Provided text:

———

# March Challenge - "Death and Rebirth"



## candid petunia (Feb 28, 2013)

The theme for the March challenge, suggested by *Hemlock*, is *"Death and Rebirth".


*

Remember that you may approach the subject in whatever way you wish, though of course site rules apply. If you are unsure of the challenge rules please read the 'stickies' at the top of the board.



This challenge will close on the 14th March 2013.



You are allowed a 10-minute grace period to edit your entries for formatting or typos. Anything edited after that may result in the entry being excluded from the challenge.



Members posting in the *Workshop thread* to protect their first rights must copy their link in this thread, or else it will be discounted. 


*Do not post comments in this thread. It would also be greatly appreciated if everyone would refrain from using the "like" function until the challenge is closed and the poll is opened. Any comments on submissions prior to the close of the challenge should be posted in the Bards' Bistro. Thank you for your cooperation.*


----------



## Travers (Feb 28, 2013)

———

Raw records:
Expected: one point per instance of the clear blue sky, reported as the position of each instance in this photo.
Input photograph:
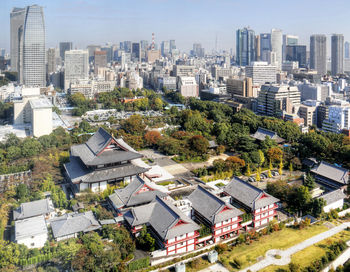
(187, 21)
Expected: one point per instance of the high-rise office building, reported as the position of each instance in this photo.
(296, 53)
(32, 53)
(51, 60)
(245, 46)
(100, 60)
(165, 48)
(136, 52)
(265, 46)
(318, 53)
(76, 66)
(198, 50)
(16, 27)
(65, 46)
(172, 45)
(337, 54)
(276, 46)
(288, 40)
(347, 50)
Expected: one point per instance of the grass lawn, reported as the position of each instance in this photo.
(247, 254)
(305, 257)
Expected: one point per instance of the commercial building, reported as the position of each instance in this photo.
(338, 119)
(136, 52)
(102, 160)
(276, 46)
(310, 91)
(100, 60)
(288, 40)
(240, 87)
(337, 54)
(261, 72)
(257, 203)
(274, 100)
(296, 53)
(245, 46)
(34, 109)
(265, 46)
(318, 53)
(65, 46)
(30, 44)
(16, 27)
(308, 113)
(188, 86)
(76, 67)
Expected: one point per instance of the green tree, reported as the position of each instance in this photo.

———

What this exercise asks:
(a) Answer the following questions using the challenge announcement.
(i) Who suggested the theme for the March challenge?
(ii) On what date will the challenge close?
(iii) How long is the grace period for editing entries for formatting or typos?
(b) From the challenge announcement, copy the passage from "Remember that you" to "of the board.".

The results:
(a)
(i) Hemlock
(ii) The 14th March 2013
(iii) 10 minutes

(b)
Remember that you may approach the subject in whatever way you wish, though of course site rules apply. If you are unsure of the challenge rules please read the 'stickies' at the top of the board.